EXERCISE MATERIALS —
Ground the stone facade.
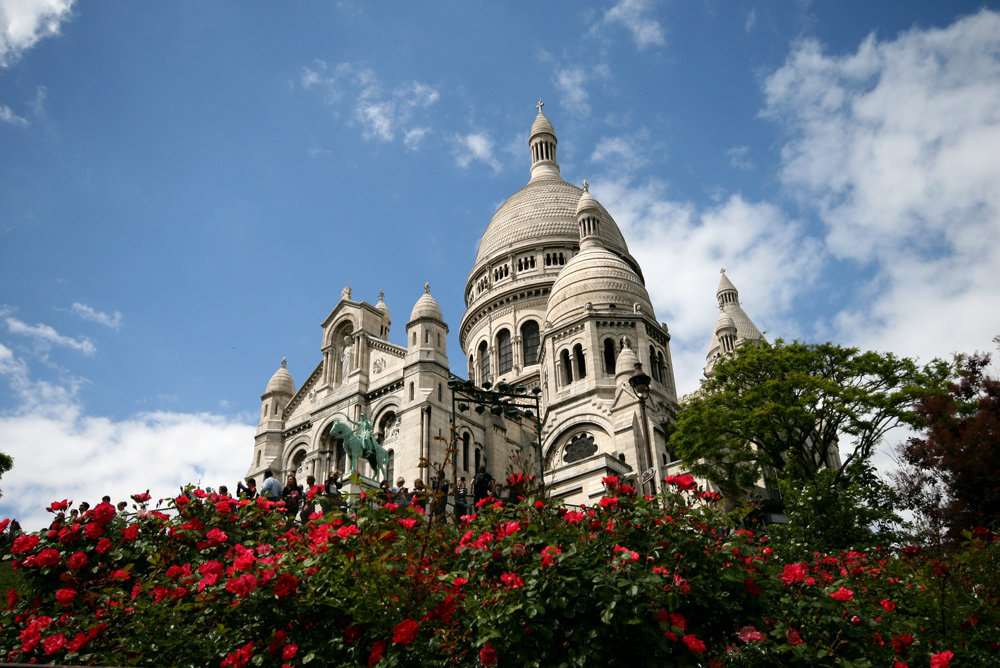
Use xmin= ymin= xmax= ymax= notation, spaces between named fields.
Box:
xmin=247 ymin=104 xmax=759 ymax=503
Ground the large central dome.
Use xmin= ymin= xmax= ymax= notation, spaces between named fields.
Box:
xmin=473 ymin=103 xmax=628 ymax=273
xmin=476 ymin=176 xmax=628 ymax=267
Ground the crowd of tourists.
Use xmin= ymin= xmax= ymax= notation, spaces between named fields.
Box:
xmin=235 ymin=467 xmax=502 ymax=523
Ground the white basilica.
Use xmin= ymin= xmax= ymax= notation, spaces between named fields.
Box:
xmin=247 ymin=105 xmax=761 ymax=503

...

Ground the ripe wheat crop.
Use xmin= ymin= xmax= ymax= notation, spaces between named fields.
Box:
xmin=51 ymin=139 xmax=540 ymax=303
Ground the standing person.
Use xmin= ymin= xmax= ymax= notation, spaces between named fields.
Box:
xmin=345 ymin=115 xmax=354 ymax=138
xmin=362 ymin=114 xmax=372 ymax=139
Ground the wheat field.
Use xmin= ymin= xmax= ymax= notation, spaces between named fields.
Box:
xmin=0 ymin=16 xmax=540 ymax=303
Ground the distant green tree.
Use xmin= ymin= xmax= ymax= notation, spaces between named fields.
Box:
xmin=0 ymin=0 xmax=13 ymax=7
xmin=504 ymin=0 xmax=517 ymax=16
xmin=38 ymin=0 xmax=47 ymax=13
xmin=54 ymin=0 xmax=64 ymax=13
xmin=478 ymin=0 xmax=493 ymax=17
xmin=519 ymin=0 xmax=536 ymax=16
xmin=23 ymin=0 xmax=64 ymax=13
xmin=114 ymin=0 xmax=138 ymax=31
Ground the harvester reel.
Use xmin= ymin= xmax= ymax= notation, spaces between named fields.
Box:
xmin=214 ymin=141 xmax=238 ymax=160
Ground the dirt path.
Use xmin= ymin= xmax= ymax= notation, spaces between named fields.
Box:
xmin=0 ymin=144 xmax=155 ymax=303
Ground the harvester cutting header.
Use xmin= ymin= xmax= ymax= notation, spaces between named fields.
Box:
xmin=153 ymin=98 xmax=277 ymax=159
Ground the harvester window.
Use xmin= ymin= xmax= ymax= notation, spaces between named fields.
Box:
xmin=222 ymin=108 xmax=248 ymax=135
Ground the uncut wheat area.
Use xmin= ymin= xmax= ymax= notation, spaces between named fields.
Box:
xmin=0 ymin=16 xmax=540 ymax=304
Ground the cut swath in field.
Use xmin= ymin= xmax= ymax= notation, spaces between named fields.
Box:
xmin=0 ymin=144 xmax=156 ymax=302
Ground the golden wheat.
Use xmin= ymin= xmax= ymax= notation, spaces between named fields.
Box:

---

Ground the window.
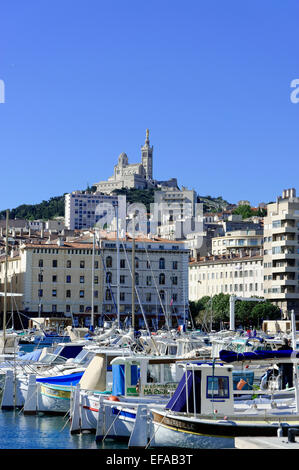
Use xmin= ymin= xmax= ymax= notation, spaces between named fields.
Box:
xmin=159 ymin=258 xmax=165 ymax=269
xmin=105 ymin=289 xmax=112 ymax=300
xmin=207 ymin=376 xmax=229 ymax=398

BRIEF —
Please reproduce the material between the lines holding "Ground the standing person." and "xmin=0 ymin=16 xmax=540 ymax=303", inclusive, swapping "Box" for "Bounding box" and keeping everything else the same.

WRITTEN ANSWER —
Ground the standing person.
Use xmin= ymin= xmax= ymax= notation, spaces between named fields.
Bounding box:
xmin=345 ymin=115 xmax=354 ymax=138
xmin=362 ymin=114 xmax=372 ymax=139
Ground the wheat field.
Use xmin= ymin= xmax= ymax= notation, spaces between named fields.
Bounding box:
xmin=0 ymin=16 xmax=540 ymax=303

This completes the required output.